## Objective
The data must be returned in full and exactly as given.

## Data excerpts
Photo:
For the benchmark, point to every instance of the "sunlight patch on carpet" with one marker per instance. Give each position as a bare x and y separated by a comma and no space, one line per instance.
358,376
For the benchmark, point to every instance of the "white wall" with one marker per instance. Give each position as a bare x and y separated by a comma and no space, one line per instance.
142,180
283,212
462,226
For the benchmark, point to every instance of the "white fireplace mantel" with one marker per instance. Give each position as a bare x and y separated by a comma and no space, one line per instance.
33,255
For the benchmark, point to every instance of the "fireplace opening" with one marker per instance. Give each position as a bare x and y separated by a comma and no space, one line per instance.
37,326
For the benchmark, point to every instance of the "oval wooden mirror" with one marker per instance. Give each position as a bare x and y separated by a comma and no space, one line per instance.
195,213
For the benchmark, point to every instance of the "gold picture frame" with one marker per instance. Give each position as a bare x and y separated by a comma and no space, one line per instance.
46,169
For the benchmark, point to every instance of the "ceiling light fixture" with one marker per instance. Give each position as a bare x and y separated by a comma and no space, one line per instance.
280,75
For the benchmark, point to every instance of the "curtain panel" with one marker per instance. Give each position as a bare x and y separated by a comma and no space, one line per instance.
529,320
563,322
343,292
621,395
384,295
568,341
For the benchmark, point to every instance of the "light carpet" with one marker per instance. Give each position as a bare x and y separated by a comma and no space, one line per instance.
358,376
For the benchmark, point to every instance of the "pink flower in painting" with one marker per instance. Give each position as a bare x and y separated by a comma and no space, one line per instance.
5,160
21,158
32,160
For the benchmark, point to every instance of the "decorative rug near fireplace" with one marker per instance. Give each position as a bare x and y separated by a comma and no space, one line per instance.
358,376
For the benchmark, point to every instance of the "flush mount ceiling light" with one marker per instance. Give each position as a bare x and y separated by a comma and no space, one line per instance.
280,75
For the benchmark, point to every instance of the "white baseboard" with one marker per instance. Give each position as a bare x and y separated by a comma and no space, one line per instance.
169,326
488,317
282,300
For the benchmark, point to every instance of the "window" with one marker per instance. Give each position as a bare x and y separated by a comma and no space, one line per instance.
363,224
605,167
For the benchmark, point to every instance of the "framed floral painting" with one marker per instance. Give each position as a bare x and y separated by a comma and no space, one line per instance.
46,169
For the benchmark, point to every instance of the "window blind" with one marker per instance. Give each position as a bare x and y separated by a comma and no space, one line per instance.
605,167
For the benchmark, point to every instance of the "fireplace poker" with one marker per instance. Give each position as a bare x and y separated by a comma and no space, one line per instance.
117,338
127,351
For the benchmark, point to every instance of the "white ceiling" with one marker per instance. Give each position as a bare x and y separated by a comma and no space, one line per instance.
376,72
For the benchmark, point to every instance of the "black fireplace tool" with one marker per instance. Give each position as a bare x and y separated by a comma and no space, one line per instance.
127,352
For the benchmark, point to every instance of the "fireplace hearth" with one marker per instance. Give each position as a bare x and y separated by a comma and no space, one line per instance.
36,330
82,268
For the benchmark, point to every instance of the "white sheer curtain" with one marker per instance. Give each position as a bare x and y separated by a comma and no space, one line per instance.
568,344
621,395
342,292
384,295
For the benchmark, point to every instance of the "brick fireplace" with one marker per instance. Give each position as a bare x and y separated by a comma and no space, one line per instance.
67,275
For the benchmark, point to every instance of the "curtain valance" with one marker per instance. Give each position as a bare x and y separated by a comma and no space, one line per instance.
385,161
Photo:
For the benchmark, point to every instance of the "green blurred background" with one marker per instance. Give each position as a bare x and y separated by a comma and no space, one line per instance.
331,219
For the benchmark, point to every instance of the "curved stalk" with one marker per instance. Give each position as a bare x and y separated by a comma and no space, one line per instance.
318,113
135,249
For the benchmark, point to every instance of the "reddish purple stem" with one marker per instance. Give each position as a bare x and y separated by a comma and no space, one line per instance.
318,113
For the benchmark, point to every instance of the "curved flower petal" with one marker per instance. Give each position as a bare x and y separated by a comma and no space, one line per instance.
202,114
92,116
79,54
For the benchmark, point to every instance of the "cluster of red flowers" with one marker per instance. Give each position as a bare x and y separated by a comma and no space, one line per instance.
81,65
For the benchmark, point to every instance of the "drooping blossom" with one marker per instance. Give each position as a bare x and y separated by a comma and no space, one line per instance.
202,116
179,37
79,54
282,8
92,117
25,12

## Solution to the problem
Photo:
For the benchmark, point to every instance of the "sunlight patch on carpet" with one marker per instance. Give each position as a bare x and y separated by a comma and no space, one line per instance.
358,376
For the benchmark, point to every instance of the "white wall" with one marker per instance. Give each position as a bare x and y separated by a comma and no space, one line per instance.
142,180
283,212
462,226
For the benchmark, point to every instance of the "white fireplace mantel" with one marker per instance. Give each position as a bare x and y separated by a comma and no space, one line per instance.
33,255
For the benchmark, point to every instance of the "fireplace opening" with one marker per instance. Give each position as a bare x and y separated by a comma and no space, one line per instance.
37,326
For the benchmark, point to every instance of the "oval wooden mirror" with one marker per instance. Give each position as a bare x and y separated by a comma and no space, one line per instance.
195,213
For the benchmark, point to every instance of the "gold picture frame" with one marker per instance. Give each position as a bare x and y separated by a comma and no space, one line per instance.
46,169
For the benchmark, point to every instance of the "ceiling light fixture" with one marker per instance. Give each position as a bare x and y separated by a comma and no space, one line per instance.
280,75
For the benchmark, point to every instance of the "curtain panel" with one marker per instance. Give each position as a bare x and y separated by a comma and no space, one line per instance.
529,320
563,322
343,292
621,395
384,295
568,341
For the benchmark, point to every instance of the "light carpet" with one marker per instance. Give each position as a bare x and y separated by a comma and no space, one line per instance.
358,376
For the benchmark, point to every instance of the "pink flower in painting" with one marker per instance. Give each position as a bare x and y separated by a comma and no space, one line per instance.
5,160
21,158
32,160
For the benchmark, point to every instance of the "decorative rug near fireplace" with one marker per instance. Give each position as a bare x and y separated by a comma and no space, one line per instance.
358,376
For the benchmark, point to every instance of the "flush mount ceiling light" with one marker per instance. Give each position as a bare x and y separated by a comma and no space, one line per instance.
280,75
For the benchmark, point to every instance of the "white baseboard" with one marker per instance. Give each position as a bare x and y separated by a comma and no space, one line per instance.
169,326
488,317
282,300
For the benchmark, point to every instance of the "window" with one marker per instance. Give each position as a bare x and y separated by a comma and no space, one line per instance.
363,224
605,167
For the benchmark, point to every instance of the "framed floral painting" with one marker per instance. Give each position as a bare x and y separated by a comma and no space, one line per instance.
46,169
For the benchmark, point to every instance of the "window blind" with one marker per instance. Give each position as a bare x and y separated by a comma and no space, one line per instance.
605,167
For the benchmark, point to every instance of the "fireplace poker" with one marker per instance. Give each position as a bare x and y separated by a comma and no space, one line per instance.
117,338
127,351
For the benchmark, point to every instance of the "white ceiling" with one marker per instance. Give each position as a bare x and y separated by a comma and no space, one line per instance.
376,72
For the benchmark, point to every instance of the "black fireplace tool" with one marker per instance. Give each position as a bare x and y separated by a comma and no space, one line per instance.
127,352
For the benchmark, point to every instance of the "fireplace hearth" with one marker per instance. Give each position as a bare x and y separated by a comma and no space, one line per instance.
36,330
82,268
For the benchmark, point to every instance of the "white sheer curtain" with one marker per instance. Give each position as a bare x and y separated by a comma and no space, one line per instance.
568,344
621,395
342,292
384,295
For the benchmark, point to every instance of the "brick fireplace" with one marker per instance. Give each position as a bare x and y separated by a comma and no space, one line per instance.
67,275
For the benchmark, point to every instance of the "curtain valance" with one marker per instance. Give each position as a bare x and y separated by a comma and no space, one line per instance.
385,161
Photo:
For the benchmark, point to every instance of the "green blurred background" with one marker per instance. Give each position as a bare x and y separated by a comma and no space, one line per instance.
331,219
For the benchmark, point to every instance of the "curved stalk" with one marker per instance. Give each position as a bare x and y separated by a comma and no space, one line per instance.
318,113
135,249
For the benchmark, point to every instance of the "reddish purple stem" with one marker per instance. Give each position as a bare x and y separated by a comma and no space, one line per instance.
318,113
For the benchmark, point to every instance of the "curved flower petal" with one marker per instance. Give each position as a bare x and y separated by a comma and no space, one line per instance.
202,114
92,116
79,54
For the benchmark, point to every instance of the "cluster of red flowers" with one marker per instance. Give each position as a bare x and y separated by a comma and no space, one line per instance.
81,65
For the benchmark, point to every instance of the "drooping blossom" with one marker per instance. Give each position as a bare x and y separated by a comma and no space, one line per instance.
202,116
179,37
79,54
282,8
92,117
25,12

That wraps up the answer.